(PROBLEM REQUIREMENTS): Using the lines below, work out the count of those that hold "grass". Give the number only.

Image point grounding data
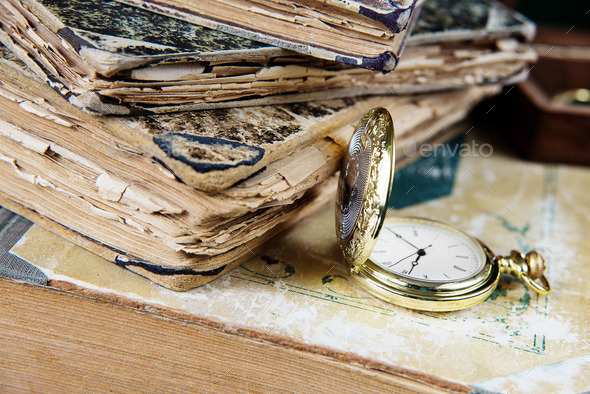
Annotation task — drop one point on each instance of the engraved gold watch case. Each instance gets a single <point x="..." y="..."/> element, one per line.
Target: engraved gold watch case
<point x="361" y="206"/>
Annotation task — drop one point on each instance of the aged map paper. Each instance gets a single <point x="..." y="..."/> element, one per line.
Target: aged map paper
<point x="515" y="341"/>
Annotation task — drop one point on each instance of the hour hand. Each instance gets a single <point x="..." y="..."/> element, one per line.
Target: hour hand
<point x="402" y="238"/>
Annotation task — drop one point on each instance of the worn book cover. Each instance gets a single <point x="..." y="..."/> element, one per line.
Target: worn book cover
<point x="123" y="187"/>
<point x="112" y="58"/>
<point x="361" y="33"/>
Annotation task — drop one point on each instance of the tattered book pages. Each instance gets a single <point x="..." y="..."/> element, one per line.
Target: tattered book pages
<point x="299" y="293"/>
<point x="112" y="184"/>
<point x="111" y="58"/>
<point x="361" y="33"/>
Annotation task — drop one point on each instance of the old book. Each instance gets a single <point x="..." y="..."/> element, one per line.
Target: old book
<point x="111" y="58"/>
<point x="361" y="33"/>
<point x="113" y="184"/>
<point x="292" y="319"/>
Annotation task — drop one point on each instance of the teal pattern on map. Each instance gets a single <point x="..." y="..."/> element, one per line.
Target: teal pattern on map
<point x="427" y="178"/>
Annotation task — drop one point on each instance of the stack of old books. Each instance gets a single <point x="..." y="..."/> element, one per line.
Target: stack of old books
<point x="176" y="138"/>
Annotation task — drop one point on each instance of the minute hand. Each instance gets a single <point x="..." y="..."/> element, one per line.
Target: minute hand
<point x="410" y="255"/>
<point x="403" y="239"/>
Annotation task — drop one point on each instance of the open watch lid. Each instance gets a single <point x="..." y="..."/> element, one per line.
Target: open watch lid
<point x="364" y="186"/>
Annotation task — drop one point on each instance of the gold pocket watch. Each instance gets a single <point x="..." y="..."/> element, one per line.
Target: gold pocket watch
<point x="413" y="262"/>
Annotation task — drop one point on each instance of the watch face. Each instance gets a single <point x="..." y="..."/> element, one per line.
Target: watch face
<point x="427" y="252"/>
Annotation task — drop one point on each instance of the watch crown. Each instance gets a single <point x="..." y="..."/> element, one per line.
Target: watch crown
<point x="536" y="264"/>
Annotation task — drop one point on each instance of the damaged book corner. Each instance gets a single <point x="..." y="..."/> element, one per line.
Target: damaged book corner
<point x="183" y="196"/>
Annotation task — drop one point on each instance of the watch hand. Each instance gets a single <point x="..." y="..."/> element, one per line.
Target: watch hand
<point x="415" y="263"/>
<point x="420" y="252"/>
<point x="397" y="262"/>
<point x="403" y="239"/>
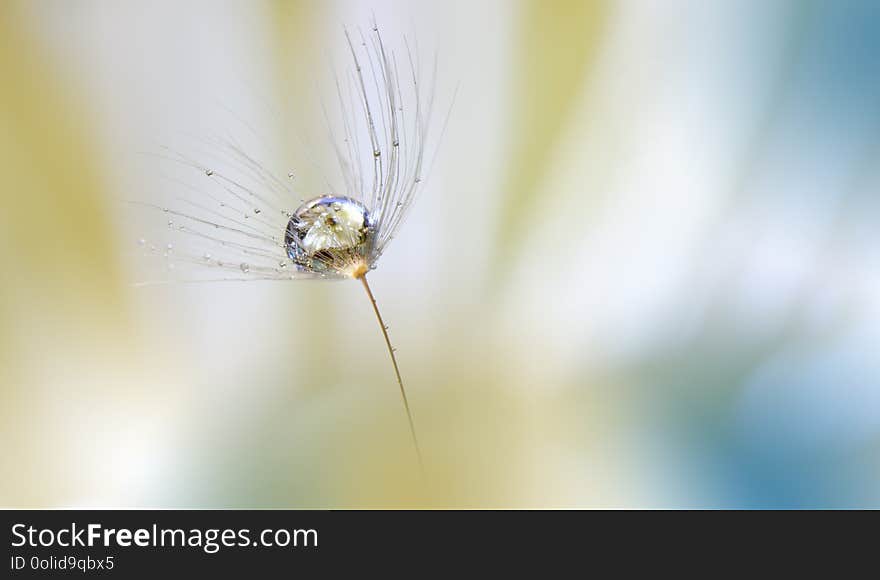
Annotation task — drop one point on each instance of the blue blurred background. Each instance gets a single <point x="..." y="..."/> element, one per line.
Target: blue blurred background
<point x="645" y="271"/>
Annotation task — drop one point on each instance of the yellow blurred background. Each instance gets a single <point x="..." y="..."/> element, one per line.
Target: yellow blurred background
<point x="644" y="271"/>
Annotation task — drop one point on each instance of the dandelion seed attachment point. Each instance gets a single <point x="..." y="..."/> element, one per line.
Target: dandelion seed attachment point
<point x="330" y="235"/>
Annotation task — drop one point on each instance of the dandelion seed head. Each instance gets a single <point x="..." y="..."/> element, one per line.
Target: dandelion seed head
<point x="235" y="218"/>
<point x="330" y="234"/>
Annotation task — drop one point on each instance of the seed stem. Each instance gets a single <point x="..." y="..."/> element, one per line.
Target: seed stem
<point x="412" y="429"/>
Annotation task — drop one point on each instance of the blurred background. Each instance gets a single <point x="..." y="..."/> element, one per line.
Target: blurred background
<point x="645" y="271"/>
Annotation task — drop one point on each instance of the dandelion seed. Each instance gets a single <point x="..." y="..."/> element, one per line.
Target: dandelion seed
<point x="380" y="153"/>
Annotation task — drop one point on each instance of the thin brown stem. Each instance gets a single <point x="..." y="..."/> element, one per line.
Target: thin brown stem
<point x="412" y="429"/>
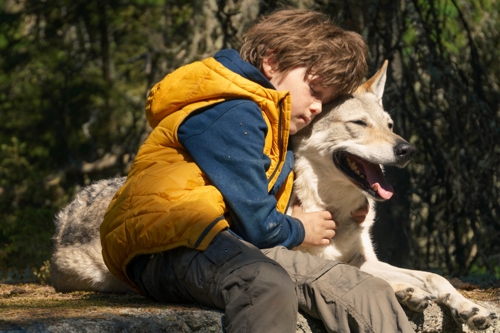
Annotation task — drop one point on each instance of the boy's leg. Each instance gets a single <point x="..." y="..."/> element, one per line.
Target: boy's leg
<point x="343" y="297"/>
<point x="256" y="293"/>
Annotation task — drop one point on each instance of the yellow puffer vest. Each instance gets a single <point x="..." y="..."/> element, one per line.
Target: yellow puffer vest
<point x="167" y="200"/>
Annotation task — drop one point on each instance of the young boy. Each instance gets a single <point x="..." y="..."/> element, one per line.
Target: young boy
<point x="201" y="216"/>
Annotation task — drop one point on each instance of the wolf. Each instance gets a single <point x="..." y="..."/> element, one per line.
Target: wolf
<point x="339" y="162"/>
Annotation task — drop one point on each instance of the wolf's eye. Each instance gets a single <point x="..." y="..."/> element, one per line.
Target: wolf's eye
<point x="359" y="122"/>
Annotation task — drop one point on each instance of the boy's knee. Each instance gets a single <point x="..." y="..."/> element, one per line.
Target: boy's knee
<point x="265" y="281"/>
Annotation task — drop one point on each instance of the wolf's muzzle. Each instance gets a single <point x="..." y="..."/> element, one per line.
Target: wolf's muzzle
<point x="403" y="152"/>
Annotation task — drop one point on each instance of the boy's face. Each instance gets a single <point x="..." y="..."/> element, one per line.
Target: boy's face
<point x="307" y="95"/>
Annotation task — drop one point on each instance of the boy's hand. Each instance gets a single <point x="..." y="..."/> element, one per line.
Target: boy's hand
<point x="319" y="226"/>
<point x="359" y="214"/>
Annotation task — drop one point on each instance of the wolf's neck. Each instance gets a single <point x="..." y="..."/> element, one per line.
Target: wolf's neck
<point x="325" y="190"/>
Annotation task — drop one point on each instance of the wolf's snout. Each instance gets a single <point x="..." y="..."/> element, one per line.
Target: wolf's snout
<point x="404" y="151"/>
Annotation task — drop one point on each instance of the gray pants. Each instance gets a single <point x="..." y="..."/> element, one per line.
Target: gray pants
<point x="261" y="290"/>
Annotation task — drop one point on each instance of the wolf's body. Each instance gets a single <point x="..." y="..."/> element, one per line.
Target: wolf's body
<point x="337" y="169"/>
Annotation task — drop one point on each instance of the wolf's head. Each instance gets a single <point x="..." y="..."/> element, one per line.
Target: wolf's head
<point x="352" y="139"/>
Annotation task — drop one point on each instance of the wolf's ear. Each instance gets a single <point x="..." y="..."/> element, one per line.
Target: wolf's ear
<point x="376" y="83"/>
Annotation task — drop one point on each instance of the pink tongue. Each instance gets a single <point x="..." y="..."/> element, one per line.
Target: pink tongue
<point x="377" y="181"/>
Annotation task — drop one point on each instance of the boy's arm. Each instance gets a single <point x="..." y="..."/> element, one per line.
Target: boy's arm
<point x="226" y="141"/>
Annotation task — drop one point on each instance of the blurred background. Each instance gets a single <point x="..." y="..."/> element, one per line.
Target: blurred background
<point x="74" y="76"/>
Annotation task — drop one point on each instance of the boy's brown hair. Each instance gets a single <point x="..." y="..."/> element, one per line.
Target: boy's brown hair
<point x="302" y="38"/>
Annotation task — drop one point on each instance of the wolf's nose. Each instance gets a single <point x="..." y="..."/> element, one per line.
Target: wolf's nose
<point x="404" y="150"/>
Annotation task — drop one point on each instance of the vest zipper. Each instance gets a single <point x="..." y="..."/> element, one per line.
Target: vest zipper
<point x="280" y="140"/>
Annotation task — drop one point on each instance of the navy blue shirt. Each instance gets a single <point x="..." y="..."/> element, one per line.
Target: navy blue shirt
<point x="226" y="141"/>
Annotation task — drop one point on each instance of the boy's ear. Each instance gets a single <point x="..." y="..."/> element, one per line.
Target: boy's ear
<point x="268" y="68"/>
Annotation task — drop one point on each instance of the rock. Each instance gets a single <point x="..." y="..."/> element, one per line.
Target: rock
<point x="40" y="309"/>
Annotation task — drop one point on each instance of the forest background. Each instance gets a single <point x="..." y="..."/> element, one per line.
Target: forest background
<point x="74" y="76"/>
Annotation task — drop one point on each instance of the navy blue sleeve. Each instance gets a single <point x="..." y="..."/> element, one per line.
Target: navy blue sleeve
<point x="226" y="141"/>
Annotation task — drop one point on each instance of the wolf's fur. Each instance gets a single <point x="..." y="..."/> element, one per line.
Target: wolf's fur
<point x="356" y="125"/>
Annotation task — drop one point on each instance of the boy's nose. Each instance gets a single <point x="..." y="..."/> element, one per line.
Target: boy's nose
<point x="316" y="107"/>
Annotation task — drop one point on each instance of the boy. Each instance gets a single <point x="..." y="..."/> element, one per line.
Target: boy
<point x="201" y="216"/>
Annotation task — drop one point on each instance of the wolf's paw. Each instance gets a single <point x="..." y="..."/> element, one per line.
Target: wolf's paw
<point x="476" y="317"/>
<point x="414" y="298"/>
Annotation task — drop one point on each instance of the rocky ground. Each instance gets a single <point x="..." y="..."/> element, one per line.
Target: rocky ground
<point x="38" y="308"/>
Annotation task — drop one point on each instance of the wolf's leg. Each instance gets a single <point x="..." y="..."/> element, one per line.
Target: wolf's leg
<point x="412" y="285"/>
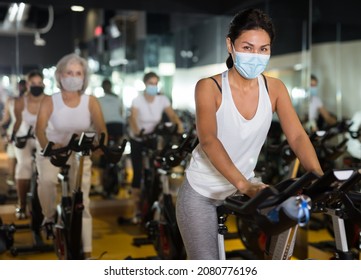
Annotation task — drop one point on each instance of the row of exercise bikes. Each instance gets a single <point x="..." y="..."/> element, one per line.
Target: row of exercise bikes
<point x="67" y="243"/>
<point x="266" y="224"/>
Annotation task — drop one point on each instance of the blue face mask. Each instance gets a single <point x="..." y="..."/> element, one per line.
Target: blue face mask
<point x="250" y="65"/>
<point x="313" y="91"/>
<point x="151" y="89"/>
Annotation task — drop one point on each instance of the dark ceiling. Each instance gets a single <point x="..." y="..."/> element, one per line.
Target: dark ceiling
<point x="290" y="18"/>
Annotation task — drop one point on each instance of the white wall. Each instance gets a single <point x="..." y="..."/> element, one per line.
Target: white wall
<point x="337" y="66"/>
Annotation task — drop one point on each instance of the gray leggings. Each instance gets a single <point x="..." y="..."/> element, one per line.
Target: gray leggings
<point x="198" y="224"/>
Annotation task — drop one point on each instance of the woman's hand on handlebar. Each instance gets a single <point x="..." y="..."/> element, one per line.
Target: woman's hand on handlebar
<point x="252" y="188"/>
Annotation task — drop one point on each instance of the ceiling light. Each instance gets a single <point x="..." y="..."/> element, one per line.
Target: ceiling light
<point x="77" y="8"/>
<point x="38" y="41"/>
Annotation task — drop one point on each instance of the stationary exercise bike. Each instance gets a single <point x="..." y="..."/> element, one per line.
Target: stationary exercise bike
<point x="68" y="227"/>
<point x="163" y="229"/>
<point x="277" y="211"/>
<point x="34" y="208"/>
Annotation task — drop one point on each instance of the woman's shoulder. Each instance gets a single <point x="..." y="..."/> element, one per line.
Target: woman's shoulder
<point x="275" y="85"/>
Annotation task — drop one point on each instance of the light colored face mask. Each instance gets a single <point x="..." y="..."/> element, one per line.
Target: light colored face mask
<point x="313" y="90"/>
<point x="151" y="89"/>
<point x="250" y="65"/>
<point x="72" y="83"/>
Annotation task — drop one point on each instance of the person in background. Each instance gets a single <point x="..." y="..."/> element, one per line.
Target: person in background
<point x="112" y="108"/>
<point x="234" y="111"/>
<point x="318" y="116"/>
<point x="60" y="116"/>
<point x="7" y="122"/>
<point x="145" y="114"/>
<point x="26" y="109"/>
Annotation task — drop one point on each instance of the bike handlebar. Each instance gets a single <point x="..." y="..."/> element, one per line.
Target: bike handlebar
<point x="84" y="144"/>
<point x="20" y="141"/>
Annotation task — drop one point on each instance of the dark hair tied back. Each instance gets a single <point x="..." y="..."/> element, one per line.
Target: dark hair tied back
<point x="249" y="19"/>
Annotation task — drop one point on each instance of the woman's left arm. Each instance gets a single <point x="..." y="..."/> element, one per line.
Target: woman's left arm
<point x="97" y="117"/>
<point x="296" y="135"/>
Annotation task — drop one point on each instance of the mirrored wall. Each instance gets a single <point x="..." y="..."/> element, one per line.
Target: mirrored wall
<point x="182" y="48"/>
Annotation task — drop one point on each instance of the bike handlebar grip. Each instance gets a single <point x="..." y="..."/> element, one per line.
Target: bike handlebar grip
<point x="46" y="151"/>
<point x="249" y="206"/>
<point x="114" y="154"/>
<point x="351" y="181"/>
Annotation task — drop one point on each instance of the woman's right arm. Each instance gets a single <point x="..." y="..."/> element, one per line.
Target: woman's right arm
<point x="18" y="109"/>
<point x="133" y="121"/>
<point x="45" y="110"/>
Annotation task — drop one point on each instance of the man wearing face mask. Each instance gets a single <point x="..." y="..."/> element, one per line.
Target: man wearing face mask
<point x="26" y="108"/>
<point x="146" y="112"/>
<point x="318" y="116"/>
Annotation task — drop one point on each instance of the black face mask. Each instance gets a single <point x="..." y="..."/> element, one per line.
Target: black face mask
<point x="36" y="90"/>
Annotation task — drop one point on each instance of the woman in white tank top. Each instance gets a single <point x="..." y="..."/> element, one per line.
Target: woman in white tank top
<point x="62" y="114"/>
<point x="25" y="110"/>
<point x="233" y="116"/>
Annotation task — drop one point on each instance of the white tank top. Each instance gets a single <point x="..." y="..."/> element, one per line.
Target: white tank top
<point x="242" y="139"/>
<point x="64" y="120"/>
<point x="28" y="119"/>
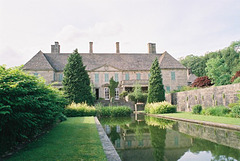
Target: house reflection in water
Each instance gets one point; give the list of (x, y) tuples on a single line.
[(149, 138), (134, 141)]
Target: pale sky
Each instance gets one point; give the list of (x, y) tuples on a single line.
[(180, 27)]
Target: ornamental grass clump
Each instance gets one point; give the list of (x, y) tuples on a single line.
[(160, 107), (197, 109), (79, 109), (216, 111), (114, 111)]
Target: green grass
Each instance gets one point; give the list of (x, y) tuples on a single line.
[(73, 140), (217, 119)]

(RESPONSE): 2